> [Input for this task]:
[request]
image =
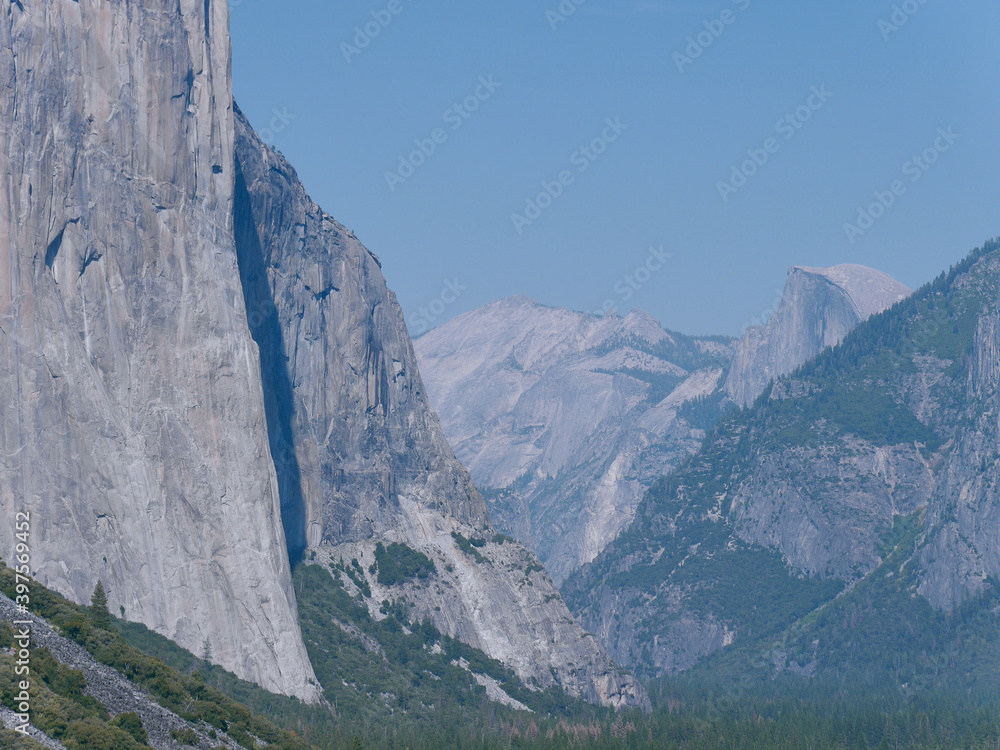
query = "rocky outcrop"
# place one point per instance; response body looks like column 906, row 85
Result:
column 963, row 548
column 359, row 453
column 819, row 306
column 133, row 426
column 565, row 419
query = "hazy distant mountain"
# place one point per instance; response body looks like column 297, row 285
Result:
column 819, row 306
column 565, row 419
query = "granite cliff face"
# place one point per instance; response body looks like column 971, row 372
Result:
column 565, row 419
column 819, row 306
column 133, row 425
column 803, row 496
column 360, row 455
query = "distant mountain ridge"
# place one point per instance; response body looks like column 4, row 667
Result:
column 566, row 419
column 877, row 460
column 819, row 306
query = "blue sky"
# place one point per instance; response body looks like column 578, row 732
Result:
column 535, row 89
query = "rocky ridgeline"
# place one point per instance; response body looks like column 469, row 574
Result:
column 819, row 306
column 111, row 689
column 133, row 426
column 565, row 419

* * *

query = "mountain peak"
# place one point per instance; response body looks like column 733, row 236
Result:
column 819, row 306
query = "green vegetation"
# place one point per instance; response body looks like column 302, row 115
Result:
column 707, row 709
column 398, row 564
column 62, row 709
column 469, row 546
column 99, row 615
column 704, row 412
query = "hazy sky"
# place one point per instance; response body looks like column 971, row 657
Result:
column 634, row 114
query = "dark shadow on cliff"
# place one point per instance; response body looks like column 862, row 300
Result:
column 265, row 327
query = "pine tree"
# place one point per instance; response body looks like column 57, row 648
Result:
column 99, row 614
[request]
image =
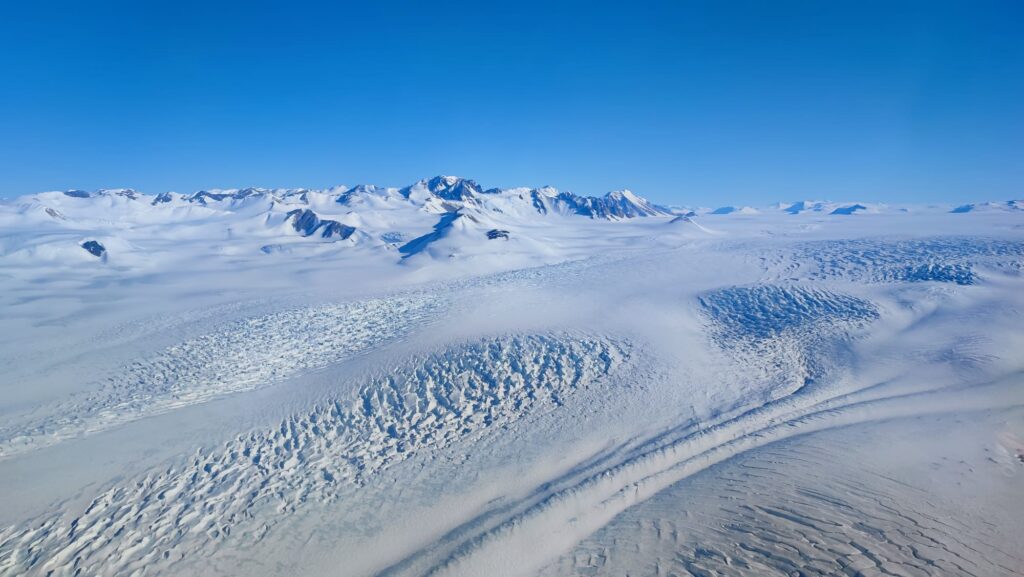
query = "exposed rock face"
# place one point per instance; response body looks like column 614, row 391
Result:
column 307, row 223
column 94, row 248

==

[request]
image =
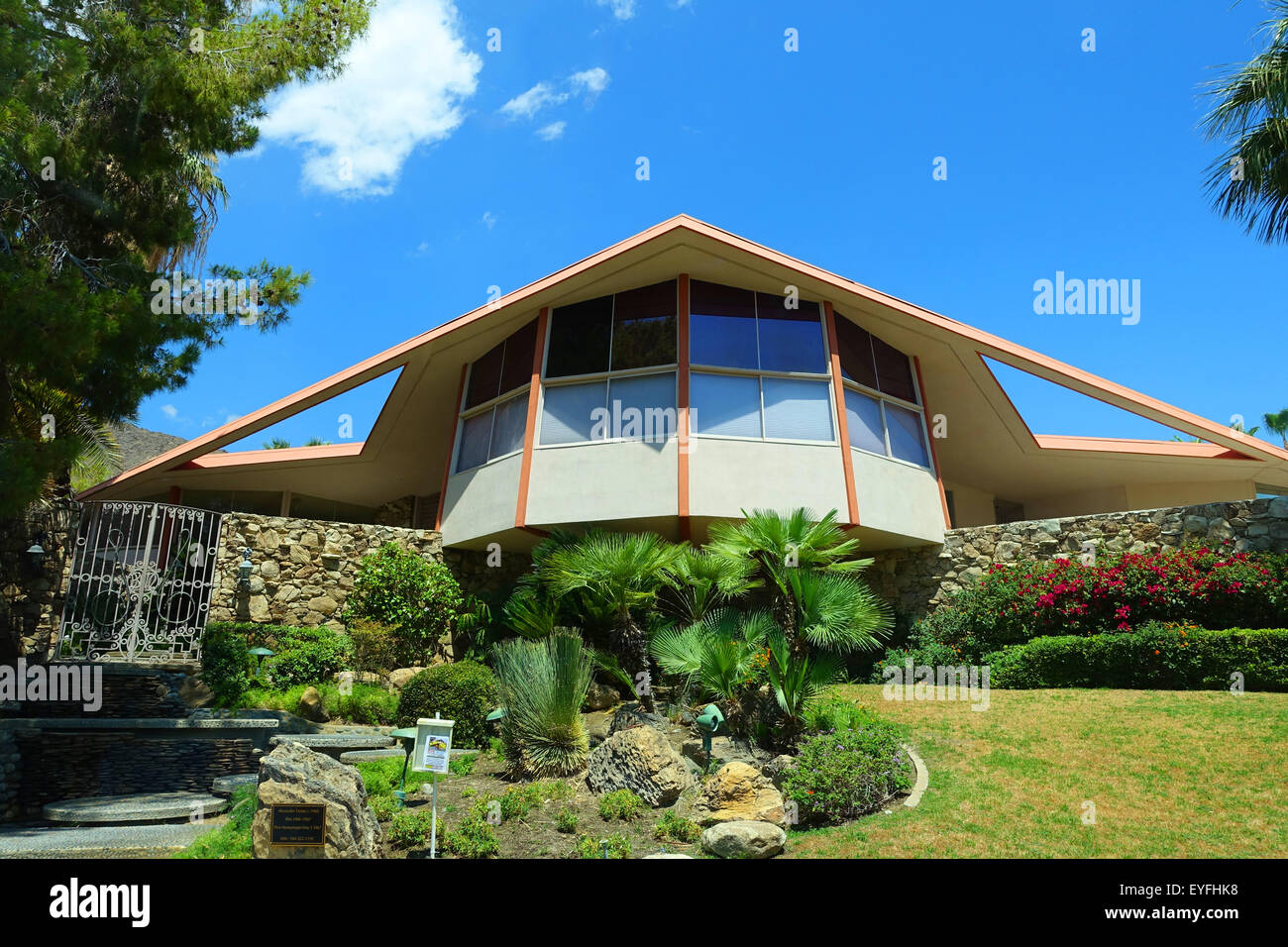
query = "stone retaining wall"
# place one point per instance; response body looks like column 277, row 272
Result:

> [Job]: From the entries above, pull out each line that contains the string "cliff" and copy it as it appears.

> [Right answer]:
query = "granite cliff face"
query = "dark shadow on cliff"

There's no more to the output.